= SHORT PROBLEM =
Rewrite the rows below from the line containing "point: andrew finkler" through the last row, substituting "name tag" for "name patch" and leaving everything else unchanged.

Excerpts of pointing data

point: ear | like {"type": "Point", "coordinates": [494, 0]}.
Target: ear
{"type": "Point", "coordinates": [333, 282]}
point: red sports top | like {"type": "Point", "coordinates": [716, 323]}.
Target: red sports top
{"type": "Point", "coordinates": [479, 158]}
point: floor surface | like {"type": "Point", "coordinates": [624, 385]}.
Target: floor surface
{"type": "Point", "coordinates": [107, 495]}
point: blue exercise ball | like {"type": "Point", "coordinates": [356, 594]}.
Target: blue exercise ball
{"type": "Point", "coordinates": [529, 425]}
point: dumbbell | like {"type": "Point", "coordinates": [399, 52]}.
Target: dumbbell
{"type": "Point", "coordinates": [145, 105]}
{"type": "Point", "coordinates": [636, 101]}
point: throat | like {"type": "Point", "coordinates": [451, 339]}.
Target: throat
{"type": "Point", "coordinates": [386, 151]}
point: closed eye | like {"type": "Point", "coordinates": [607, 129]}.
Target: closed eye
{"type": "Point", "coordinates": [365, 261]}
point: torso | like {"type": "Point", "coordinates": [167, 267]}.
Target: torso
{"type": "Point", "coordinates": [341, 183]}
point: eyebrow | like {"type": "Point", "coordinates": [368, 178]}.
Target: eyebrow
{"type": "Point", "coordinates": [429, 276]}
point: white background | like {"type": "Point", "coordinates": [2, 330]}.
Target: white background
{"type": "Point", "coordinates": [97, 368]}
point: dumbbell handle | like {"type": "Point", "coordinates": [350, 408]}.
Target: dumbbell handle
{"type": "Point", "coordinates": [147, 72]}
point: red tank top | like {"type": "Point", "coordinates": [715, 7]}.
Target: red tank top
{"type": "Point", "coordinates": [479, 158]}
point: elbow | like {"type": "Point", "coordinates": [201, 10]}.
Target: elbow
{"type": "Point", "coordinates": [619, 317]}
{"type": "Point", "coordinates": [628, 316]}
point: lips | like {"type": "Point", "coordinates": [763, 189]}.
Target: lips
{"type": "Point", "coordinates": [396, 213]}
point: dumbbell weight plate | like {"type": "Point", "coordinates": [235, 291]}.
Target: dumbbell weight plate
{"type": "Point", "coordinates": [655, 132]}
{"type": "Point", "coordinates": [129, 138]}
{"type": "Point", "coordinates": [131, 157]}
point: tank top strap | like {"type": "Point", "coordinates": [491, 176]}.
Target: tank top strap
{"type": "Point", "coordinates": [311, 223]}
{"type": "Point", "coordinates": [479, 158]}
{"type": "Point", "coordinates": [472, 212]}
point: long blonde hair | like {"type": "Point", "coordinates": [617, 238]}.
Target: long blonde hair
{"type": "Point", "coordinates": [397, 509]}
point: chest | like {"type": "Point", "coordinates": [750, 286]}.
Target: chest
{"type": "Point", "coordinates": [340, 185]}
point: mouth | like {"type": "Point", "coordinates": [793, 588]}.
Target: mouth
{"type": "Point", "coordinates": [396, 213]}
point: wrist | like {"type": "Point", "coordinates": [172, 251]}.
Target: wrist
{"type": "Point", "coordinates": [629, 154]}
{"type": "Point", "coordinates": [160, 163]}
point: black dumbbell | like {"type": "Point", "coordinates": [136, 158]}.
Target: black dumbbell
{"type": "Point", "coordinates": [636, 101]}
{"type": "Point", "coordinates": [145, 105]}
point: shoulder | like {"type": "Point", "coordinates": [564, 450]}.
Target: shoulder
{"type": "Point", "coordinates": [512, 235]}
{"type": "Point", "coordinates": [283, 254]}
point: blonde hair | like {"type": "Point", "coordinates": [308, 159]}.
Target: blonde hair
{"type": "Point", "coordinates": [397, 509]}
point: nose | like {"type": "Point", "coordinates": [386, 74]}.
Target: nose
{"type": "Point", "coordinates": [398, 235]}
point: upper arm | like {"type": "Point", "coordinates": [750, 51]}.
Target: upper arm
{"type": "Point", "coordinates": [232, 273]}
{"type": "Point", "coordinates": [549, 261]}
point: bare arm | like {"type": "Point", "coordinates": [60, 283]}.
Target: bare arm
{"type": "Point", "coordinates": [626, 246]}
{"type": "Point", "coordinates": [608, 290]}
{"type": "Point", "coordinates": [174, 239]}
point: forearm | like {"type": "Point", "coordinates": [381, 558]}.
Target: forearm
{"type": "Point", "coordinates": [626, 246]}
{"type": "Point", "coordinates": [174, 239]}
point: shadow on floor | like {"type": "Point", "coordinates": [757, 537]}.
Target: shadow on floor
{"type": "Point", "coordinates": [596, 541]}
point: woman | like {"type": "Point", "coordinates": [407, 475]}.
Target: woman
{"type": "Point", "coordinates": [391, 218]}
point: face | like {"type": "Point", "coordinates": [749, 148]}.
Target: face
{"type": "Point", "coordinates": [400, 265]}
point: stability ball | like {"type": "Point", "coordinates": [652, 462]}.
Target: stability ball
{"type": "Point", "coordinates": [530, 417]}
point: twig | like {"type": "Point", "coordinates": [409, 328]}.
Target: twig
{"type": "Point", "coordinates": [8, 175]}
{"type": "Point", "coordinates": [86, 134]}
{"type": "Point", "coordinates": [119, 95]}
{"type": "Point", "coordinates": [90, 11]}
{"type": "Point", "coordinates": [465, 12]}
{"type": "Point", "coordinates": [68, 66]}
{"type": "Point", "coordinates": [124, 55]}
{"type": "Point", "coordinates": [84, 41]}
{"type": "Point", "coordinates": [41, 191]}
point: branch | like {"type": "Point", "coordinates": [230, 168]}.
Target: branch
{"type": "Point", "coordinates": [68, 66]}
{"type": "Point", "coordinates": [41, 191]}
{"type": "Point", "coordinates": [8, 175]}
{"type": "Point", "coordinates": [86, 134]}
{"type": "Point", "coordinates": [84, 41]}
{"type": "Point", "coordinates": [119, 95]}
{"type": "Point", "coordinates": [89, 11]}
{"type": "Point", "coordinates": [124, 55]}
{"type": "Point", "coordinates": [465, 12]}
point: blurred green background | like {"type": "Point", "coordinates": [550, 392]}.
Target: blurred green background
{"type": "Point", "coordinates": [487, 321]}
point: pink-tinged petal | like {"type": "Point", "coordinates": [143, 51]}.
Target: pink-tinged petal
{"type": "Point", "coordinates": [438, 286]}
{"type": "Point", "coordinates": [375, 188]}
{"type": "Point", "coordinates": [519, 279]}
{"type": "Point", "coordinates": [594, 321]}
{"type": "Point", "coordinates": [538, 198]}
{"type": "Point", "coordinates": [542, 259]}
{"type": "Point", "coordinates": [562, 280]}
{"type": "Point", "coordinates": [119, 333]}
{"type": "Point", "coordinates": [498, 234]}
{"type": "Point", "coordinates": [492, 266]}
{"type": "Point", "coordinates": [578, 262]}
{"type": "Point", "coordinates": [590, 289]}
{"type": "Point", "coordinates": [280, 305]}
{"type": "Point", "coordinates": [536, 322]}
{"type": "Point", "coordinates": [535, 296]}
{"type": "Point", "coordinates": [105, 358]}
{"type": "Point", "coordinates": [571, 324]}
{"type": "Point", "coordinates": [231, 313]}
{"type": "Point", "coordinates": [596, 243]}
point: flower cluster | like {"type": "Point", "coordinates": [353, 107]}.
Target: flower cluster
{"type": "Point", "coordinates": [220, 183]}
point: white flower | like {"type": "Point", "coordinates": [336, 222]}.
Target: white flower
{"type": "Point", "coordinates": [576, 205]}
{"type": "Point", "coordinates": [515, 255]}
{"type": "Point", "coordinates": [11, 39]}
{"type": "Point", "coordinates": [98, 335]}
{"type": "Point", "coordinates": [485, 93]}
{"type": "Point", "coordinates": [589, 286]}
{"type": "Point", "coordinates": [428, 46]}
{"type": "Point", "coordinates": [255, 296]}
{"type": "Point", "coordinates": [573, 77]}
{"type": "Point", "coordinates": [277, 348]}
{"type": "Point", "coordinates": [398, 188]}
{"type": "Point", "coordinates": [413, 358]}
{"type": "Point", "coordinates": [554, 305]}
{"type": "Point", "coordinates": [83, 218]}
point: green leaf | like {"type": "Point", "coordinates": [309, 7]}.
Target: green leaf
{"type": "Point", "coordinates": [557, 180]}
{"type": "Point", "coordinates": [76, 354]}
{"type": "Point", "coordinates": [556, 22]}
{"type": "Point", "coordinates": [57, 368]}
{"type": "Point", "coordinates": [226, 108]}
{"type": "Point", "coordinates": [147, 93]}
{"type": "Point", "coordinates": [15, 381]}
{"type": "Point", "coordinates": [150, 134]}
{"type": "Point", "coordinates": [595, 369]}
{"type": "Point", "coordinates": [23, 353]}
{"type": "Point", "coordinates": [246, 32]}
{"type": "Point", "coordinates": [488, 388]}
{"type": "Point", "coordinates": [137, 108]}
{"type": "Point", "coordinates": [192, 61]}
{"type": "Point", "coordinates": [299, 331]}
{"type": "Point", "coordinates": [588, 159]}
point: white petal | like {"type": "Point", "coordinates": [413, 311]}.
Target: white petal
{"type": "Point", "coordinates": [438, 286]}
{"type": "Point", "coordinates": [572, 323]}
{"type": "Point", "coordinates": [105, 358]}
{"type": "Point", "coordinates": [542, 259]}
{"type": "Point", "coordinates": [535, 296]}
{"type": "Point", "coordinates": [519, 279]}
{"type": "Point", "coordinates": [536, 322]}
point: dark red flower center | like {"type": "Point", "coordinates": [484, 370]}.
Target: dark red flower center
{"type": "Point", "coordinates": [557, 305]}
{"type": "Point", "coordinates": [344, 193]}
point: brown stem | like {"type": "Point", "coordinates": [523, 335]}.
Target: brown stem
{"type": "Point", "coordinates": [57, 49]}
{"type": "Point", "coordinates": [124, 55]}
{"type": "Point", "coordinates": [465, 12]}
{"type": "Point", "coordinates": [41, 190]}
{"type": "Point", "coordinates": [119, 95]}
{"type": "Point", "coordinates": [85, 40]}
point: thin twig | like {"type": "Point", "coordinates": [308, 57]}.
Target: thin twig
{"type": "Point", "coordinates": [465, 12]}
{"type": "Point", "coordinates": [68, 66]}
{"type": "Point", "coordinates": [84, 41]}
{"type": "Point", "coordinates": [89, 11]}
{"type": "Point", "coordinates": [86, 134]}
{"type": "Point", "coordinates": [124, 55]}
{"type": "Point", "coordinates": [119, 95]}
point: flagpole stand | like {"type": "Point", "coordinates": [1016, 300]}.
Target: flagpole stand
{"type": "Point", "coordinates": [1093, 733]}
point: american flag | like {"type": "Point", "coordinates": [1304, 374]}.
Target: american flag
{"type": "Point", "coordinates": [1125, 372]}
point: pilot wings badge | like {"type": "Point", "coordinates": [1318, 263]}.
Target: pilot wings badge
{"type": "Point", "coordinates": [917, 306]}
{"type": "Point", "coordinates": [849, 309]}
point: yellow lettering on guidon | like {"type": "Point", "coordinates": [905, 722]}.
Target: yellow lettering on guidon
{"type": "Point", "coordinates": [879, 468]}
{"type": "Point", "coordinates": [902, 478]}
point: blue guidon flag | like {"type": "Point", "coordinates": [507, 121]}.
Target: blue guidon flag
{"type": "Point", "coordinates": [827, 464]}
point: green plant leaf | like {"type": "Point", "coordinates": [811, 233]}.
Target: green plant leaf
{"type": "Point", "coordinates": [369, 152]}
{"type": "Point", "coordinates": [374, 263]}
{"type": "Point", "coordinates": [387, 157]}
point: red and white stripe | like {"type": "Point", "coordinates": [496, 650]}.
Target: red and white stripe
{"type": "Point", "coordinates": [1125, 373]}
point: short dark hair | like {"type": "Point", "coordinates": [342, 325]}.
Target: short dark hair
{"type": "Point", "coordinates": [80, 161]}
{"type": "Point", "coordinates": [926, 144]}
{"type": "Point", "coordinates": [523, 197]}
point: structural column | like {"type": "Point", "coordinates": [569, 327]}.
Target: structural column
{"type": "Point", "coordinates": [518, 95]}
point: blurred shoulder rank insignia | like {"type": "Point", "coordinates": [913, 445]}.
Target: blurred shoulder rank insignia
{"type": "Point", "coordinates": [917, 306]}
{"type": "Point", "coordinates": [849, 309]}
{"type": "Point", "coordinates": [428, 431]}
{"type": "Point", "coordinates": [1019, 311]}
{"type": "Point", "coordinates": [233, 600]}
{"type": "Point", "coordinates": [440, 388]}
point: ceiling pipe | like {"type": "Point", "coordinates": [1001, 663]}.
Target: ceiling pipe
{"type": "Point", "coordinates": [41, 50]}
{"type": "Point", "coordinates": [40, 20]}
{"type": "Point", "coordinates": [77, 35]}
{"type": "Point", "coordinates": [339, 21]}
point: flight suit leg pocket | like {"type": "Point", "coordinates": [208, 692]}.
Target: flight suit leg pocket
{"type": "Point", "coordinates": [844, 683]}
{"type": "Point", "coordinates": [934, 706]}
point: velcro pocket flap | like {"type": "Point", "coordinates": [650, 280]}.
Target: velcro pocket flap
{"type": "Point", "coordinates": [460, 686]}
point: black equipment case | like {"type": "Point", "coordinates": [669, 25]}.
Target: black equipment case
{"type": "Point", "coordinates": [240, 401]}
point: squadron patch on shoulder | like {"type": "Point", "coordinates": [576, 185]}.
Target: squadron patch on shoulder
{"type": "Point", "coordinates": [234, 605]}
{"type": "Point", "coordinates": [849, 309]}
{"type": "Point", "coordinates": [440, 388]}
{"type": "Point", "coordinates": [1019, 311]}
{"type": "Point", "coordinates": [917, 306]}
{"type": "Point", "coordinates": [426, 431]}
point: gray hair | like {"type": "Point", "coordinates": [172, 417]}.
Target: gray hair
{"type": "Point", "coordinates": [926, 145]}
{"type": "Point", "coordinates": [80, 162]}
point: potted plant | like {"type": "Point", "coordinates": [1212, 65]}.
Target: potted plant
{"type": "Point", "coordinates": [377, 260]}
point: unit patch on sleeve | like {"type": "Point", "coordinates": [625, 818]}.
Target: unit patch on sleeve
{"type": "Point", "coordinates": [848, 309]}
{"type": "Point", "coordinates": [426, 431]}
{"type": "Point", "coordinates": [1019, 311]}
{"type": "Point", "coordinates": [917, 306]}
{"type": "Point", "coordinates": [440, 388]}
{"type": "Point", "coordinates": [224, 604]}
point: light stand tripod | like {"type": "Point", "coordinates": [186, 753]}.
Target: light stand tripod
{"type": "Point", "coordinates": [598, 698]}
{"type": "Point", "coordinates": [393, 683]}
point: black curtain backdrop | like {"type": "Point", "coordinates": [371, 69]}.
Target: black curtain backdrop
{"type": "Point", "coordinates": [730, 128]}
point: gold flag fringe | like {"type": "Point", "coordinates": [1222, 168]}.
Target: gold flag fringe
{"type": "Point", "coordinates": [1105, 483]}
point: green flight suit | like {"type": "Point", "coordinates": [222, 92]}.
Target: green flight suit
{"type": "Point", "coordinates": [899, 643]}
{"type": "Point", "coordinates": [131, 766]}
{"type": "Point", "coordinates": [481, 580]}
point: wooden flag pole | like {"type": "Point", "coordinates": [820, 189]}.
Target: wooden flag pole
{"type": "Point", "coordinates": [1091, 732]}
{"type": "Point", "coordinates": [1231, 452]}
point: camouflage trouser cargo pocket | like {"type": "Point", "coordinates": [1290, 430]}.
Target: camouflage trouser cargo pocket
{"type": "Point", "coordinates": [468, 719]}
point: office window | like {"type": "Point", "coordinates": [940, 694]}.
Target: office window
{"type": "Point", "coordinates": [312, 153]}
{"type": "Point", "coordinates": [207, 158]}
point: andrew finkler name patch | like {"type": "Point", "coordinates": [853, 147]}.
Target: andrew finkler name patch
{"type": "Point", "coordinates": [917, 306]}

= SOLUTION FOR THIS PROBLEM =
point: andrew finkler name tag | like {"type": "Point", "coordinates": [853, 147]}.
Target: andrew finkler name tag
{"type": "Point", "coordinates": [917, 306]}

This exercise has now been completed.